====== Input data

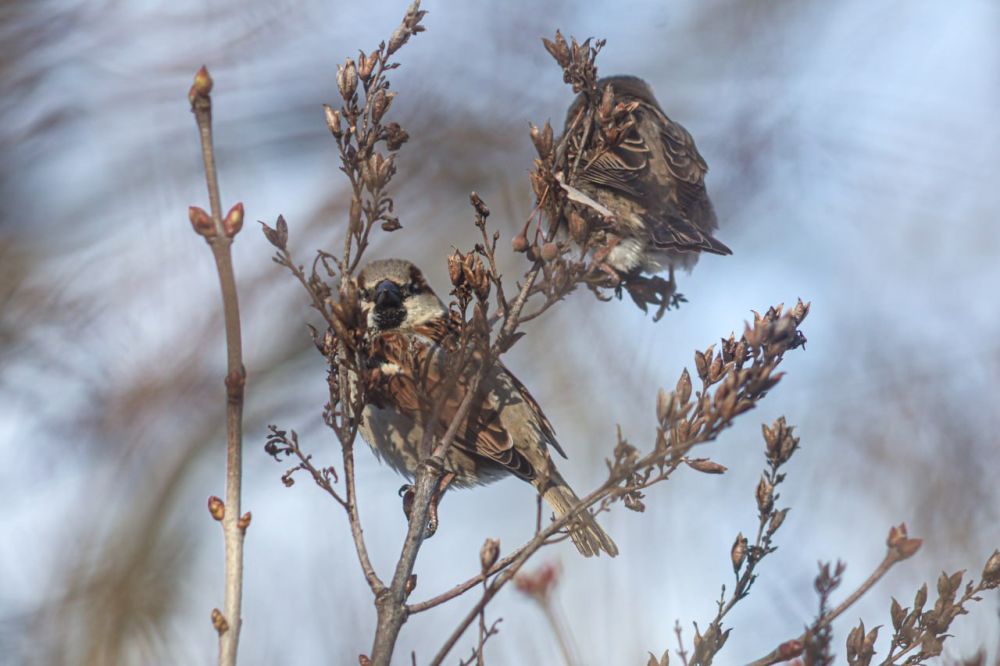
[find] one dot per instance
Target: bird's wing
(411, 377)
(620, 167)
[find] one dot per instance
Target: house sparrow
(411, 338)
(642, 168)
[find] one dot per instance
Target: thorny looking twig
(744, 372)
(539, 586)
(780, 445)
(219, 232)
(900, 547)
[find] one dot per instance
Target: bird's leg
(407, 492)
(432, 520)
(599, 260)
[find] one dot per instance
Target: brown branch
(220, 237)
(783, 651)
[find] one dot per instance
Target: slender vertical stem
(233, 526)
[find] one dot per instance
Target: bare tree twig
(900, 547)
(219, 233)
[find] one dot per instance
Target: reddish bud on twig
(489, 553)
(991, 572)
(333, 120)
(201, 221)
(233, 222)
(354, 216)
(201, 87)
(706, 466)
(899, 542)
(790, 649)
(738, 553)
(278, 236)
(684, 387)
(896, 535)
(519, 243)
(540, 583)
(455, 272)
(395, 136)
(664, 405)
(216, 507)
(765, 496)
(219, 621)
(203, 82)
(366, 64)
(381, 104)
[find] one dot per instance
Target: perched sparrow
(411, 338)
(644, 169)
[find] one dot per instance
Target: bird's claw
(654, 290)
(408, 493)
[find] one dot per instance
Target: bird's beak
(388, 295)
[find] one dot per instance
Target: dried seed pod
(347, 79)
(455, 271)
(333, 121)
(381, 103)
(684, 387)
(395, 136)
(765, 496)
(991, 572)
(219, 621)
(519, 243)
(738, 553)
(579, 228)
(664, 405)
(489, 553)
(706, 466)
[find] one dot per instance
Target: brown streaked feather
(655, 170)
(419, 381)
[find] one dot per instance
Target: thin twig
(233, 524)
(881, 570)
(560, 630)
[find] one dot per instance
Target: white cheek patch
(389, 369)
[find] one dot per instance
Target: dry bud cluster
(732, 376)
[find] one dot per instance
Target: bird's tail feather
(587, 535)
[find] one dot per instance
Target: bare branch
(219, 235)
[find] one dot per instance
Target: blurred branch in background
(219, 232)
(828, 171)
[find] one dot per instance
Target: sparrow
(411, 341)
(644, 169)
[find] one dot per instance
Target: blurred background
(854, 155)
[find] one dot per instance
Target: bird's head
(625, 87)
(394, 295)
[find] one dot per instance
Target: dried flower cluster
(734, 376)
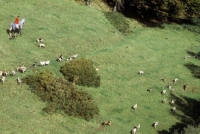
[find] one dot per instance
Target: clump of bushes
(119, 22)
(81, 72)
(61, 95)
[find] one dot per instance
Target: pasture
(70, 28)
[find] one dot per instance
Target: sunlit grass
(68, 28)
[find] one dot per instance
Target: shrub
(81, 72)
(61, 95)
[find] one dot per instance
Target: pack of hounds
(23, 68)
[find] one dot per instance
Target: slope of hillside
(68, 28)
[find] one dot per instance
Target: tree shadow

============

* The request *
Make an exact copy of the whole listing, but don't bring over any pictures.

* Solution below *
[find] one dot per instance
Target: bird's wing
(411, 377)
(620, 167)
[find] one dot per instance
Target: house sparrow
(411, 338)
(642, 168)
[find] one dot per instance
Target: thorny looking twig
(744, 372)
(539, 586)
(780, 445)
(219, 232)
(900, 547)
[find] one dot per instance
Target: bird's leg
(407, 492)
(432, 520)
(599, 260)
[find] one dot per instance
Target: brown branch
(220, 237)
(783, 651)
[find] one dot per instance
Target: slender vertical stem
(233, 526)
[find] one dot per instance
Target: bare tree twig
(900, 547)
(219, 233)
[find] one dot per instance
Target: reddish bud on twig
(489, 553)
(991, 572)
(333, 120)
(201, 221)
(233, 222)
(354, 216)
(201, 87)
(706, 466)
(899, 542)
(790, 649)
(738, 553)
(278, 236)
(684, 387)
(896, 535)
(519, 243)
(540, 583)
(455, 272)
(395, 136)
(664, 405)
(216, 507)
(765, 496)
(219, 621)
(203, 82)
(366, 64)
(381, 104)
[find] one dot per instance
Target: perched sparrow
(411, 338)
(644, 169)
[find] one dot per instance
Target: bird's claw
(654, 290)
(408, 493)
[find] one dot per instance
Target: bird's beak
(388, 295)
[find] one dot per instance
Target: dried seed pod
(347, 79)
(455, 271)
(333, 121)
(381, 103)
(684, 387)
(395, 136)
(765, 496)
(991, 572)
(219, 621)
(519, 243)
(738, 553)
(579, 228)
(664, 405)
(489, 553)
(706, 466)
[find] one dot per instance
Target: brown streaked feather
(655, 170)
(419, 381)
[find] one dot per instance
Target: thin twig
(233, 524)
(881, 570)
(560, 630)
[find] one dot per instance
Target: white cheek patch
(389, 369)
[find] one dot per instance
Target: dry bud cluster
(732, 376)
[find] one dot per instance
Target: bird's tail feather
(587, 535)
[find] one dot per instance
Target: bare branch
(219, 235)
[find] one dot per instance
Target: blurred branch in background
(219, 232)
(828, 171)
[find] one dot per instance
Target: sparrow
(411, 341)
(644, 169)
[find] one dot per instance
Target: blurred background
(854, 155)
[find] one dot per instance
Target: bird's head
(625, 87)
(394, 295)
[find] one dot per instance
Target: dried flower cluster
(734, 376)
[find] one dot per instance
Target: clump of bushes
(119, 22)
(81, 72)
(61, 95)
[find] one dot per instance
Target: pasture
(70, 28)
[find] one dot per instance
Target: sunlit grass
(68, 28)
[find] one dot per instance
Target: shrub
(81, 72)
(61, 95)
[find] one dot per instance
Target: pack of hounds
(23, 68)
[find] one dot per instance
Target: slope of hillside
(68, 28)
[find] one dot per instance
Target: tree shadow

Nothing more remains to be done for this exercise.